• Recorded data:
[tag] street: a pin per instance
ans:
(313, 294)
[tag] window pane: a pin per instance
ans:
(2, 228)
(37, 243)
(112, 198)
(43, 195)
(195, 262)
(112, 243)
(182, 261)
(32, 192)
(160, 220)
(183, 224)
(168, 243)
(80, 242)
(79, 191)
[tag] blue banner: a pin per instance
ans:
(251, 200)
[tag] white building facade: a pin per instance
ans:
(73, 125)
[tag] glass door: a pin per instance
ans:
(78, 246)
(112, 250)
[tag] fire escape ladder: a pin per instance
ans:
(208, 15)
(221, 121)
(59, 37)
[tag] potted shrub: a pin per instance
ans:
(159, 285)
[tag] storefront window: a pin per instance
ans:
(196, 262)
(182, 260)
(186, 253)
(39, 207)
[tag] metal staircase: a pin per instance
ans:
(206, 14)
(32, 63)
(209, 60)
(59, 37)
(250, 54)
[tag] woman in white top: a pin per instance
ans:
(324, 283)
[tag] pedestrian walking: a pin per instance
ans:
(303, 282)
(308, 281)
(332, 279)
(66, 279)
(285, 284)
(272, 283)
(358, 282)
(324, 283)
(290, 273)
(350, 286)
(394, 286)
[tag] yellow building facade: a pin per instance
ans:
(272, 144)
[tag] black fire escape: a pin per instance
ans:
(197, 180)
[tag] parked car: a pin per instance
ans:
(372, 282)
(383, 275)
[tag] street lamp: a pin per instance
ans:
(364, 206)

• Objective:
Convert every line of the listing above into a JSON list of strings, one string per line, leaving out any blank lines.

• Answer to the problem:
[
  "[tag] street: a pin per instance",
  "ans:",
  "(313, 294)",
  "[tag] window pane: a pin per instance",
  "ans:",
  "(2, 228)",
  "(37, 243)",
  "(112, 198)",
  "(43, 195)",
  "(195, 262)",
  "(112, 243)",
  "(182, 261)",
  "(32, 192)",
  "(160, 220)",
  "(183, 224)",
  "(168, 243)",
  "(80, 242)",
  "(79, 191)",
  "[tag] blue banner: a pin per instance",
  "ans:",
  "(251, 200)",
  "[tag] white building facade: a pin per instance",
  "ans:",
  "(73, 125)",
  "[tag] glass door: a pin per instance",
  "ans:",
  "(78, 246)",
  "(112, 250)",
  "[tag] fire escape ladder: a pin per instance",
  "ans:",
  "(208, 15)",
  "(221, 121)",
  "(59, 37)",
  "[tag] potted shrub: a pin per instance",
  "ans:",
  "(159, 285)",
  "[tag] storefront window: a pin per instance",
  "ans:",
  "(196, 262)",
  "(182, 260)",
  "(186, 253)",
  "(39, 207)",
  "[tag] metal staircase: a pin per instance",
  "ans:",
  "(206, 14)",
  "(32, 63)",
  "(209, 60)",
  "(59, 37)",
  "(250, 54)",
  "[tag] woman in white top: a pin per instance",
  "ans:",
  "(324, 283)",
  "[tag] pedestrian walking: a pin per instance",
  "ans:",
  "(303, 282)",
  "(308, 281)",
  "(332, 279)",
  "(66, 279)",
  "(285, 284)",
  "(272, 283)",
  "(358, 282)",
  "(324, 283)",
  "(290, 273)",
  "(350, 286)",
  "(394, 286)",
  "[tag] yellow building facade: a pin per instance",
  "ans:",
  "(272, 144)",
  "[tag] black fire escape: a pin per instance",
  "ans:",
  "(197, 180)",
  "[tag] parked car: a pin per instance",
  "ans:",
  "(372, 282)",
  "(383, 275)",
  "[tag] street lamp: a pin per instance",
  "ans:",
  "(364, 206)"
]